__TASK PROMPT__. In the news passage, which organization is Mary Beth Klotz director of educational practice for?

__DOCUMENT PASSAGE__.
At the hospital, Ruiz said, her son cried and hugged her, telling her he'd been "arrested for being a bad guy.”

connor ruiz shackled
Chelsea Ruiz said her 5-year-old son with special needs was left with scratches after he was shackled and handcuffed by police following a behavioral outburst at school.

Mary Beth Klotz, director of educational practice for the National Association of School Psychologists, told The Huffington Post in an email that calling police on a child with behavior issues is appropriate only under certain rare circumstances -- "if the student had a weapon for example, or if the student was so out of control that they were posing an immediate serious threat to the safety of themselves and others."

"Again with adequate staffing levels, proper staff training and credentialing, and utilization of multitiered systems of support and positive discipline techniques, these occasions should be very rare," Klotz wrote.

Trooper Jack Keller, a public information officer with the New York State Police, defended the police measures, telling HuffPost that the responding trooper initially attempted to build a rapport with Connor to calm him down.

"After that was unsuccessful, [Connor] was trying to stab himself with pencils," Keller said. "At that point the trooper had to -- it’s kind of a bear hug -- tried to subdue the child to prevent him from hurting himself."

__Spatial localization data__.
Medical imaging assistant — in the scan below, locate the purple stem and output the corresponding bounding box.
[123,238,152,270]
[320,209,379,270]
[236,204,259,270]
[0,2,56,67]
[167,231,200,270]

__COMPLETED TASK__. The National Association of School Psychologists.